### REQUIREMENT
Return, unaltered, each line of the data below that contains the string "branch".

begin

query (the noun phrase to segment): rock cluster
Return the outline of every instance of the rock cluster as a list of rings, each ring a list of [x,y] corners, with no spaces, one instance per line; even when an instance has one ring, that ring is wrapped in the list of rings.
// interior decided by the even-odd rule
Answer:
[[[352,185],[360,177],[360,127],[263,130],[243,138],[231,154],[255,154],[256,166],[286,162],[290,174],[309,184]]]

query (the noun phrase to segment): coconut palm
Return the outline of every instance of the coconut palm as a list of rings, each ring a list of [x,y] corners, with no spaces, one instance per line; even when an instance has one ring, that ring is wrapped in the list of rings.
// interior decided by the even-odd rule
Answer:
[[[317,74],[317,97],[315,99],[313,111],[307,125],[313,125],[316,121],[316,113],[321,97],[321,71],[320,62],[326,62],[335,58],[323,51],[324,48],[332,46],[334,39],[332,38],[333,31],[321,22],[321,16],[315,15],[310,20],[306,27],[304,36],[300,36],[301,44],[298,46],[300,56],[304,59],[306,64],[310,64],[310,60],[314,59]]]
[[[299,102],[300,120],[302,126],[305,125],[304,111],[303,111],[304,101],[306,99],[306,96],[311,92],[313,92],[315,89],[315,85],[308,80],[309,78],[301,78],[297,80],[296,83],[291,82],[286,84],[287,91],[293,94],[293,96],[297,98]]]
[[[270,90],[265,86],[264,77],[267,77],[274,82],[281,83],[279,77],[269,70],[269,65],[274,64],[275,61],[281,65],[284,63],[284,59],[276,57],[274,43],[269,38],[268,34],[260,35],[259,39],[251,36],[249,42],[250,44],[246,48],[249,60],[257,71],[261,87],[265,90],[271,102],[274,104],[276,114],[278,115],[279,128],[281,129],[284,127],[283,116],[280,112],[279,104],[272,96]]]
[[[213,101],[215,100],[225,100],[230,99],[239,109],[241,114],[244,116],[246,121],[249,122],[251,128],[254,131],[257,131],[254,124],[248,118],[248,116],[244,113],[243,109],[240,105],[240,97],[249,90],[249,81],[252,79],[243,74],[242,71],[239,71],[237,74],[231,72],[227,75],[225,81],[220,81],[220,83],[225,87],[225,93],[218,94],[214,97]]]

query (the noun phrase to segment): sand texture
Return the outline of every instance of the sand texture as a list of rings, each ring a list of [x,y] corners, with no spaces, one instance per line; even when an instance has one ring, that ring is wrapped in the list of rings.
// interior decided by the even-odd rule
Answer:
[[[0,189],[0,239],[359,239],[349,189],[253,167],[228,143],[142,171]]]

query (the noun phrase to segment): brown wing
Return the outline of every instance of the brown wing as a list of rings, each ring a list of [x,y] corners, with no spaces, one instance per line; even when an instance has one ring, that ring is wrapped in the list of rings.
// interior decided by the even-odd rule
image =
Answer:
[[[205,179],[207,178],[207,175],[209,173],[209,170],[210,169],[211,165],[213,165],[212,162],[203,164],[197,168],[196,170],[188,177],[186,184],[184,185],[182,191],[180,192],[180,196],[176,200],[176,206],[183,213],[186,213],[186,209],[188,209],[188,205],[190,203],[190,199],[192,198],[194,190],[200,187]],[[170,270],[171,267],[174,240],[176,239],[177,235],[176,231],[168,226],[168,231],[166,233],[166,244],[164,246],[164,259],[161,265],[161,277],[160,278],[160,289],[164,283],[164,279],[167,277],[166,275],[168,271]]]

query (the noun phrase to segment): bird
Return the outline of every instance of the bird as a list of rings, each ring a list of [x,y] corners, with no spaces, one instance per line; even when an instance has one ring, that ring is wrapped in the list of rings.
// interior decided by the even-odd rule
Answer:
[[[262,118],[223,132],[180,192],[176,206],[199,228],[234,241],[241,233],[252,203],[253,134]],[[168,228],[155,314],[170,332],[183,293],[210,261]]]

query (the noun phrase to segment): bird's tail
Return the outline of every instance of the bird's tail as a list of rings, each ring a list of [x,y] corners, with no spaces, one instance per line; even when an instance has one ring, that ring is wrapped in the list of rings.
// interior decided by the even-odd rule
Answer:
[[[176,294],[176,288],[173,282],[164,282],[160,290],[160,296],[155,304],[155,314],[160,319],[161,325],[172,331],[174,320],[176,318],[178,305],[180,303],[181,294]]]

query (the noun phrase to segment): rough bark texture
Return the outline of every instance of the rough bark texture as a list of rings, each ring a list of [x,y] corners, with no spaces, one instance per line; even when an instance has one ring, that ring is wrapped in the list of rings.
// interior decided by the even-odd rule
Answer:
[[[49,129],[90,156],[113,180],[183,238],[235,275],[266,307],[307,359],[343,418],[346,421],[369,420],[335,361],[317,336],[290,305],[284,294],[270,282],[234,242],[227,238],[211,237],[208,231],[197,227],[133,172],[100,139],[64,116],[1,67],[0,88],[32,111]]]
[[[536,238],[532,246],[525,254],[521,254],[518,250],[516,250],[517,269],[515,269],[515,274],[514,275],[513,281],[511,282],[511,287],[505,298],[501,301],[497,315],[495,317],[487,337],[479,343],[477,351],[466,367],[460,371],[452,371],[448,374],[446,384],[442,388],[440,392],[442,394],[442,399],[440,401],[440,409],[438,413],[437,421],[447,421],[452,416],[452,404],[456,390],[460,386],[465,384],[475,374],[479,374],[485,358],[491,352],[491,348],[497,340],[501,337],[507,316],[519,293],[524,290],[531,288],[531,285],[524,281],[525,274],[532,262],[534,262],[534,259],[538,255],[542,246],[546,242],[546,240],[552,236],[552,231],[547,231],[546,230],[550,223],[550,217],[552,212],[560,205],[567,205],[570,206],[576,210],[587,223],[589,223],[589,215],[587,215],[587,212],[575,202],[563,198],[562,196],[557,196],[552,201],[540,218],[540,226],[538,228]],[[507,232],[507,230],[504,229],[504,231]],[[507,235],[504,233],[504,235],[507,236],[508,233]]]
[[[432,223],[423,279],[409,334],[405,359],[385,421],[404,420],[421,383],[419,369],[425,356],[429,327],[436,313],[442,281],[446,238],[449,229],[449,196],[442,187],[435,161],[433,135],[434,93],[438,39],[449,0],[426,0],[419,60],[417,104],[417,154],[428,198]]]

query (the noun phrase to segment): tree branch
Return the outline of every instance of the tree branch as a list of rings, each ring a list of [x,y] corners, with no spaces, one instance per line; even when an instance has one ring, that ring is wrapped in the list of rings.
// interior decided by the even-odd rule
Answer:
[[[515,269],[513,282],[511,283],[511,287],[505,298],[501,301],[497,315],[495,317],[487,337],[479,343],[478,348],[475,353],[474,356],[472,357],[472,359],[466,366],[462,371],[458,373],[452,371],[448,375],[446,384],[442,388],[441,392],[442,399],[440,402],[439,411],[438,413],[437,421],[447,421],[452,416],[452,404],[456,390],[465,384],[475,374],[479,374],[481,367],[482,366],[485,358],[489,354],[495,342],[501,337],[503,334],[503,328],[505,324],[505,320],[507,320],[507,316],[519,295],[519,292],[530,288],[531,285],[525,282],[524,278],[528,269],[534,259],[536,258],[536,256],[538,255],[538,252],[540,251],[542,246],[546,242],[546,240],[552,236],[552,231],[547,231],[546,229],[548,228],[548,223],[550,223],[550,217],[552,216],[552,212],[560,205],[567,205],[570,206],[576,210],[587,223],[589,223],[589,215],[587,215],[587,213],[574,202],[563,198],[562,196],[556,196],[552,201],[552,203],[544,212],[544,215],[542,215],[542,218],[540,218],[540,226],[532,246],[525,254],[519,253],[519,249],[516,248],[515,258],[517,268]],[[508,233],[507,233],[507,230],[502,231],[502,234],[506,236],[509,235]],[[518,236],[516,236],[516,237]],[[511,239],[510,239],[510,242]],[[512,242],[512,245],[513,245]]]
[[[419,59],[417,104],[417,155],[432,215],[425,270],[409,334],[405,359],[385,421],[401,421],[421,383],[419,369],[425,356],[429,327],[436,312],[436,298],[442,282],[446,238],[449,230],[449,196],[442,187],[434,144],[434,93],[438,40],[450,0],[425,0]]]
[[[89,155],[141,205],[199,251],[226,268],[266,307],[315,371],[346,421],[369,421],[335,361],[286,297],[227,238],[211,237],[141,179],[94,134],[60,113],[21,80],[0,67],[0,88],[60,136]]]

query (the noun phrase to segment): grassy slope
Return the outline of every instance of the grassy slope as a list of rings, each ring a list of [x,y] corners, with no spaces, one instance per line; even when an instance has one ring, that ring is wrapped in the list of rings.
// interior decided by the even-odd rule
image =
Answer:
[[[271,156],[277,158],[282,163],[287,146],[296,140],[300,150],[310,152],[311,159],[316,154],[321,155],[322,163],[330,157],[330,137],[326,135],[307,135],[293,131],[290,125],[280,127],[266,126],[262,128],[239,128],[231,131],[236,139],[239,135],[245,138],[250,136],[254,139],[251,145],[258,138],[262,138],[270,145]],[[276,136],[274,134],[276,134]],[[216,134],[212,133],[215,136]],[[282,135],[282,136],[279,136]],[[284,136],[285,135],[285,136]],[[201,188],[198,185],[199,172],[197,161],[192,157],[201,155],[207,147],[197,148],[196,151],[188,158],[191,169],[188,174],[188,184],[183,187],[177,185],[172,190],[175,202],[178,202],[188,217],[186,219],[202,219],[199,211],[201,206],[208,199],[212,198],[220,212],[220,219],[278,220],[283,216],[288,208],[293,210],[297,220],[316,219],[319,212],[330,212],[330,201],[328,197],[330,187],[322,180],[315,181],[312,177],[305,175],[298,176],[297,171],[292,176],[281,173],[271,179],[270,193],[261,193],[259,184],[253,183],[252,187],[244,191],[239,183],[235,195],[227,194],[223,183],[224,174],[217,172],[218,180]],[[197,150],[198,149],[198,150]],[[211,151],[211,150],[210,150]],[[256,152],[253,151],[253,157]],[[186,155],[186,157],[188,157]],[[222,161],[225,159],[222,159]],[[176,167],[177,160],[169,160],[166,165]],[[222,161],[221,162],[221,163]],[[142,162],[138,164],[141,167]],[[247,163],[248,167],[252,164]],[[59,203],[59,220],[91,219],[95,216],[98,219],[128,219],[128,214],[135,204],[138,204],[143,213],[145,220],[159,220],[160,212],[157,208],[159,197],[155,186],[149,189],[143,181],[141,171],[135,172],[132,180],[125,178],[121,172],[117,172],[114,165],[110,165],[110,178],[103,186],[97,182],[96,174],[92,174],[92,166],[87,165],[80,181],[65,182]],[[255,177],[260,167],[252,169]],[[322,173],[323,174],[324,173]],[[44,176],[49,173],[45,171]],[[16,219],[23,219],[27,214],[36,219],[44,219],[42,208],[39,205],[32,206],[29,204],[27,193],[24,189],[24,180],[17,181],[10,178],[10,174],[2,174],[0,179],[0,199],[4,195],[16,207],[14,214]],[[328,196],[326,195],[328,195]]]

end

### COMPLETE RESPONSE
query (the noun phrase to segment): tree branch
Return the outline of every instance of the tree branch as a list of rings, each ring a list of [x,y] corners, with no spaces, one instance per line; even when an instance has one ring, that ring is wrapped in the list of rings.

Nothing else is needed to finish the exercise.